***** DATA SECTION

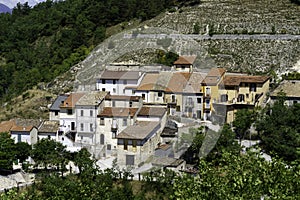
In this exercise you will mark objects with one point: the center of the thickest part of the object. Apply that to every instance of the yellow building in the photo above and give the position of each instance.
(238, 92)
(210, 88)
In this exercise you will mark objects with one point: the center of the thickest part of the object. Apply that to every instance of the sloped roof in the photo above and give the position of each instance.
(117, 112)
(178, 82)
(231, 80)
(71, 101)
(122, 97)
(91, 98)
(120, 75)
(194, 83)
(140, 130)
(49, 127)
(5, 126)
(148, 81)
(25, 125)
(58, 101)
(152, 111)
(291, 88)
(185, 60)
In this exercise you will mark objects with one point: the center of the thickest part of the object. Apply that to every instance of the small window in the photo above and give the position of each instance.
(198, 100)
(124, 122)
(69, 111)
(102, 121)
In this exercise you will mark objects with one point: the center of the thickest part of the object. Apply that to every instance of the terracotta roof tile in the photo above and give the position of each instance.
(117, 112)
(153, 111)
(140, 130)
(237, 80)
(120, 75)
(185, 60)
(178, 82)
(71, 101)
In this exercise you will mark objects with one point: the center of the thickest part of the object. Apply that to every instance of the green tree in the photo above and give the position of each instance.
(23, 150)
(49, 152)
(7, 151)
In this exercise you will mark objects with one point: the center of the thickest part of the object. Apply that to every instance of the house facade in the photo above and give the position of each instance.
(119, 82)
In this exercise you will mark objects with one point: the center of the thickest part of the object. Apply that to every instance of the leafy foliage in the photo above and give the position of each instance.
(279, 128)
(39, 43)
(7, 152)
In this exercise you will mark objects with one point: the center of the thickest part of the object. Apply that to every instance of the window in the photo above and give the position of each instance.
(224, 98)
(124, 122)
(101, 139)
(102, 121)
(69, 111)
(125, 144)
(134, 143)
(129, 159)
(253, 87)
(198, 100)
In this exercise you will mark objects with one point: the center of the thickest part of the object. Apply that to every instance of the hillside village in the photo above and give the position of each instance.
(135, 115)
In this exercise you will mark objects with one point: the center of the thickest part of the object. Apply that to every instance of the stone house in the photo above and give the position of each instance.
(119, 82)
(238, 92)
(291, 90)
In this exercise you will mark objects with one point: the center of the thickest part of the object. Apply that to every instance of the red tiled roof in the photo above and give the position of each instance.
(71, 100)
(177, 82)
(185, 60)
(117, 112)
(237, 80)
(122, 97)
(152, 111)
(120, 75)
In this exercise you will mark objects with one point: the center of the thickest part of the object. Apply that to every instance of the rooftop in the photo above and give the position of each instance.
(185, 60)
(56, 104)
(120, 75)
(153, 111)
(140, 130)
(122, 97)
(291, 88)
(232, 80)
(117, 112)
(49, 127)
(91, 98)
(71, 100)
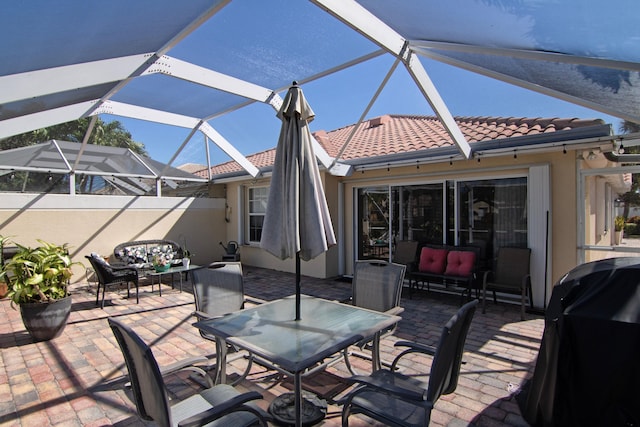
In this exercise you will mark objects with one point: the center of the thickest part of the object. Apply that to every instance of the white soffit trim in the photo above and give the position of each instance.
(209, 78)
(361, 20)
(32, 84)
(225, 146)
(44, 119)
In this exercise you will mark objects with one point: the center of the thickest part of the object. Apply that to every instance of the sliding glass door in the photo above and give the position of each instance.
(488, 213)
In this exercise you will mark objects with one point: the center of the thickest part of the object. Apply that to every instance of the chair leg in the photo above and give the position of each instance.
(98, 294)
(484, 298)
(104, 291)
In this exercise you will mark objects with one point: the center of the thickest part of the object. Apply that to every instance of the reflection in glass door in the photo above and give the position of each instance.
(373, 223)
(487, 213)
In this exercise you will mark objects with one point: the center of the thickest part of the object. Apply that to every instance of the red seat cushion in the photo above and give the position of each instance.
(433, 260)
(460, 263)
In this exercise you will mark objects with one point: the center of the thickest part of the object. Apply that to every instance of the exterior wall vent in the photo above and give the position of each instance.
(378, 121)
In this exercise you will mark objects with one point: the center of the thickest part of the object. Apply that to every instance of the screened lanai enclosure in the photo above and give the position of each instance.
(208, 71)
(187, 65)
(63, 167)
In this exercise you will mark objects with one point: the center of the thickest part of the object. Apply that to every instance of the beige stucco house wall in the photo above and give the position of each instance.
(562, 166)
(98, 223)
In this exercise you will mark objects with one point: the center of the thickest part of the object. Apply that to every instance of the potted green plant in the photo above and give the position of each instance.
(4, 287)
(186, 254)
(38, 283)
(618, 225)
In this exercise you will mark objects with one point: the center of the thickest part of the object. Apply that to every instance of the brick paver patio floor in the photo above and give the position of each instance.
(78, 378)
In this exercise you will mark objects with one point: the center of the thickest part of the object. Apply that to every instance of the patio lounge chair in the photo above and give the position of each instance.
(395, 399)
(112, 275)
(510, 274)
(376, 285)
(221, 405)
(218, 289)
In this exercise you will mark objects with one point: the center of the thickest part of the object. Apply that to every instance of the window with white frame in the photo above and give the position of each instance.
(257, 210)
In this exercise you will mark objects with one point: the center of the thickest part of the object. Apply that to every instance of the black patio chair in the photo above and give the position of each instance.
(108, 274)
(395, 399)
(221, 405)
(510, 274)
(218, 289)
(377, 285)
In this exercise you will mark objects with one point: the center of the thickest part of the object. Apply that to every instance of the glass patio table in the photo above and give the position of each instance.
(271, 332)
(151, 273)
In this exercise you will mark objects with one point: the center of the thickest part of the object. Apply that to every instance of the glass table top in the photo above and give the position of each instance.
(270, 331)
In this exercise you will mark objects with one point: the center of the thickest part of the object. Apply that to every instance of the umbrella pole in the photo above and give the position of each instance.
(298, 285)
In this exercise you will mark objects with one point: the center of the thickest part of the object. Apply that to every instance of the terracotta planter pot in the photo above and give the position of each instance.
(45, 321)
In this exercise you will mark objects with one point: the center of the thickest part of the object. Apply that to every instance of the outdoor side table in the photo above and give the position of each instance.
(173, 270)
(271, 332)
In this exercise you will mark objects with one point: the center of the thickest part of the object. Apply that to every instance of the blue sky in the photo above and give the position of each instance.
(340, 99)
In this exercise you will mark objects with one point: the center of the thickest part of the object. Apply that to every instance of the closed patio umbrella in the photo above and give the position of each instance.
(297, 222)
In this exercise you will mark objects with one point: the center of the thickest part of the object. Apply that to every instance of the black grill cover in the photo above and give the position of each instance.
(588, 368)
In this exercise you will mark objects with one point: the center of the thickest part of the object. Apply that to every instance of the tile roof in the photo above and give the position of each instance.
(393, 134)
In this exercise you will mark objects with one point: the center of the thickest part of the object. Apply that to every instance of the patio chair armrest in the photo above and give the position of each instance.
(181, 364)
(254, 300)
(201, 315)
(381, 382)
(395, 311)
(123, 268)
(412, 347)
(486, 276)
(233, 404)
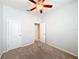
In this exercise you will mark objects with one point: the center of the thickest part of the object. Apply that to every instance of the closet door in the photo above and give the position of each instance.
(14, 34)
(43, 32)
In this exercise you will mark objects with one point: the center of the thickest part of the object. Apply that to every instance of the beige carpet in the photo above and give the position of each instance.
(32, 52)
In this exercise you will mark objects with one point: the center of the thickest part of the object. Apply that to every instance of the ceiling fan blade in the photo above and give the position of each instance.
(41, 11)
(33, 9)
(32, 1)
(48, 6)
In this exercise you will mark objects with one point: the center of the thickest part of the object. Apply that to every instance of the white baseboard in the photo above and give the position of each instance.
(64, 50)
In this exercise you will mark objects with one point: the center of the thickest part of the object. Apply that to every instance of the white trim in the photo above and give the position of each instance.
(64, 50)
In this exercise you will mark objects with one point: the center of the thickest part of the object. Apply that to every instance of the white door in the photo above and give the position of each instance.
(14, 34)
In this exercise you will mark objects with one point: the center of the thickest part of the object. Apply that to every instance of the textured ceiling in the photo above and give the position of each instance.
(24, 4)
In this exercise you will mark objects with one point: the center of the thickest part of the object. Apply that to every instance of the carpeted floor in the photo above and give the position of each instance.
(32, 52)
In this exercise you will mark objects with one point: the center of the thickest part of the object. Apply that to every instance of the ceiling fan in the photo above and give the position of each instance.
(39, 5)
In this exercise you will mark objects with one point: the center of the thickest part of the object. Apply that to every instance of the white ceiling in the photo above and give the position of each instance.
(25, 4)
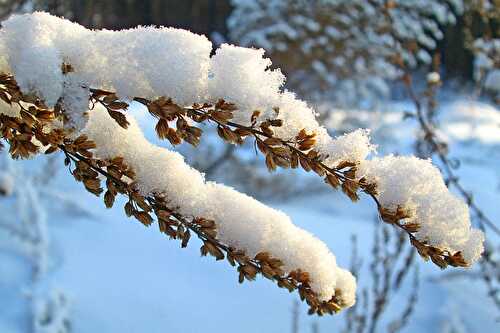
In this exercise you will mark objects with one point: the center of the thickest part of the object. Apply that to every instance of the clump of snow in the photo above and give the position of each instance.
(241, 75)
(417, 186)
(6, 183)
(150, 62)
(242, 222)
(145, 61)
(51, 313)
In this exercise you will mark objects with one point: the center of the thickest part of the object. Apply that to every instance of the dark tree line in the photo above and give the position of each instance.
(209, 16)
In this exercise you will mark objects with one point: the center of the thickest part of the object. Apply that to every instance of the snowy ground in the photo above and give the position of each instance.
(122, 277)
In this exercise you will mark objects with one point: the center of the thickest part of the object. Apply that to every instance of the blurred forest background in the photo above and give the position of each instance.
(209, 17)
(111, 285)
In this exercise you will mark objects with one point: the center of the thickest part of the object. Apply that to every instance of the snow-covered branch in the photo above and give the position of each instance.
(54, 68)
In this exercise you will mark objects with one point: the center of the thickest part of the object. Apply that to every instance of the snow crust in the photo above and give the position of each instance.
(151, 62)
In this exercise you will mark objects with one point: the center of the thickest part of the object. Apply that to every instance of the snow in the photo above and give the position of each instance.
(151, 62)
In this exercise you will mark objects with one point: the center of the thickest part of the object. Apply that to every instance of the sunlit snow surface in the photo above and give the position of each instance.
(122, 277)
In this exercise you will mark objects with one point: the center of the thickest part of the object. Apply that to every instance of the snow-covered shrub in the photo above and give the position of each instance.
(342, 50)
(53, 68)
(487, 64)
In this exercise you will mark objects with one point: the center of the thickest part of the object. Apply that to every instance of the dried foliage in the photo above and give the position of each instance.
(429, 144)
(390, 265)
(31, 133)
(114, 177)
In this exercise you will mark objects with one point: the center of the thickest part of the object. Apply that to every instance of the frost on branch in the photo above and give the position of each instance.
(345, 50)
(50, 65)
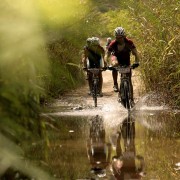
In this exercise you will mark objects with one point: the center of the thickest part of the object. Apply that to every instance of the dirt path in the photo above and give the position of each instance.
(79, 98)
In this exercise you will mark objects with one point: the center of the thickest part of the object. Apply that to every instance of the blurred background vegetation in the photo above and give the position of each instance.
(41, 45)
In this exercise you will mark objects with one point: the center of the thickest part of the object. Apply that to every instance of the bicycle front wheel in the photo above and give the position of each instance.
(125, 96)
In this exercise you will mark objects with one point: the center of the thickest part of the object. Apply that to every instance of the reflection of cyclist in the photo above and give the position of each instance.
(97, 149)
(93, 57)
(121, 48)
(124, 164)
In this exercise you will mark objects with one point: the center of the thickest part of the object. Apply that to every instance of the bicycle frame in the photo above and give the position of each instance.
(95, 82)
(125, 86)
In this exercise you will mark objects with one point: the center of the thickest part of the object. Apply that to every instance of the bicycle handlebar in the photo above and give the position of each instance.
(95, 69)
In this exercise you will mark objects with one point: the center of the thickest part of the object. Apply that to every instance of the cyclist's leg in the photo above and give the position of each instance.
(100, 84)
(115, 75)
(90, 82)
(131, 89)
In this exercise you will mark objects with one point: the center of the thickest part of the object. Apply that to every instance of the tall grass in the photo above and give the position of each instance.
(155, 25)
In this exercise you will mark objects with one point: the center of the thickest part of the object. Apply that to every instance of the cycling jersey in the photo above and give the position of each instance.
(123, 56)
(94, 56)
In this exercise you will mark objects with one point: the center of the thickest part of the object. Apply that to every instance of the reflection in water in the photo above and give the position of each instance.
(126, 164)
(98, 150)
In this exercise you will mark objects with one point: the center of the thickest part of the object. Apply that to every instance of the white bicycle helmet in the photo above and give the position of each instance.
(119, 31)
(95, 41)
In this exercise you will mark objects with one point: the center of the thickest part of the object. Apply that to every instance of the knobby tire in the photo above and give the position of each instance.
(95, 94)
(125, 99)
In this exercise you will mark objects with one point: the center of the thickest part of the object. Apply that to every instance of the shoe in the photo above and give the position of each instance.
(115, 88)
(132, 103)
(100, 94)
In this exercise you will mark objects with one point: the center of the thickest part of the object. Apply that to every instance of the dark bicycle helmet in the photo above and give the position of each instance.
(95, 41)
(119, 31)
(88, 41)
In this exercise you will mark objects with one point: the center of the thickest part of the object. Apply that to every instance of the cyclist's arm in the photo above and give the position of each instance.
(107, 56)
(136, 54)
(84, 58)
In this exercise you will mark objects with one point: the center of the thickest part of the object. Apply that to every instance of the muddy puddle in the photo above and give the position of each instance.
(114, 145)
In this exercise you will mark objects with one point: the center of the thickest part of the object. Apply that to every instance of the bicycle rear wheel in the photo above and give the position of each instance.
(95, 94)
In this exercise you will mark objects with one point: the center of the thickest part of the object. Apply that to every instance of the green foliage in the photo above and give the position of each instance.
(23, 64)
(157, 25)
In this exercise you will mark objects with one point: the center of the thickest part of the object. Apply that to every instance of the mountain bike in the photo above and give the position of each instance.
(125, 94)
(95, 82)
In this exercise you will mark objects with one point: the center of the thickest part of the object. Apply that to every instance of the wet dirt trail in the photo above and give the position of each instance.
(86, 139)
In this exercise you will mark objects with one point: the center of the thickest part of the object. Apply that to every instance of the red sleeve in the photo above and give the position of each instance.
(130, 43)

**********

▶ EXERCISE DETAILS
Begin at the line containing "of the mountain" and reproduce each line through the end of the records above.

▶ RESULT FOR THIS TASK
In this exercise you will mark objects with one point: the center of the thickest part of the object. Apply that to every instance of the mountain bike in the photo above and give the position of each instance.
(125, 94)
(95, 82)
In this exercise you will mark objects with one point: the center of the thickest part of the object. Apply that to every instance of the wet dirt trail in the photo above and give the position of each instance.
(86, 139)
In this exercise you will mark objects with one point: the center of the thickest part of the object. Apply that to every instance of the red sleeve in the photo above and give the position of each instance.
(130, 43)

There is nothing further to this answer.